● Region pointing data:
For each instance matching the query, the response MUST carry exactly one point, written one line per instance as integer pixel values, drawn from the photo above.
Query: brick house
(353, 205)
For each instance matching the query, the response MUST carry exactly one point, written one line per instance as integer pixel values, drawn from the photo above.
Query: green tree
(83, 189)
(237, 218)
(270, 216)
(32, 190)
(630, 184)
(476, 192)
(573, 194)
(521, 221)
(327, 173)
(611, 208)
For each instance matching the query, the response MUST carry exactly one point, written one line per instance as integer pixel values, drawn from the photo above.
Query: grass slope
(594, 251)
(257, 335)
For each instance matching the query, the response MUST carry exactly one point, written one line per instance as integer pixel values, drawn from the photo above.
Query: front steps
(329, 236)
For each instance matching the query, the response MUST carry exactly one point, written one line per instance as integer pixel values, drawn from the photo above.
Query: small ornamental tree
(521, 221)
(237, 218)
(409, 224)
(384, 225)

● TASK DIRECTIONS: Return every record above exactly as written.

● TASK ANSWER:
For each instance matching the query, the response MUST carry exactly one point, written one line per instance as integer pixel values, drawn from the photo above.
Query: brick house
(353, 205)
For each instance matching the query, the response MUST carry exactly one point, written one line per instance as integer pixel values, drawn from the photo above.
Query: green tree
(83, 189)
(237, 218)
(270, 216)
(32, 190)
(630, 184)
(476, 192)
(573, 194)
(521, 221)
(327, 173)
(611, 208)
For each instance matching the query, the response MUST carry exactly one point, written one line per instance as integer pixel values, drawn from the photo above.
Query: grass slope
(594, 251)
(257, 335)
For each instance matching the query, the response MUST carry exactly one point, written one line per instance as integer pixel values, drawn from the photo above.
Query: front steps
(329, 236)
For each instance matching the query, the response MUST carry exactly one point, written one line per instance as integer pixel values, drawn from the photo above.
Query: small ornamental tree
(521, 221)
(237, 218)
(409, 224)
(384, 225)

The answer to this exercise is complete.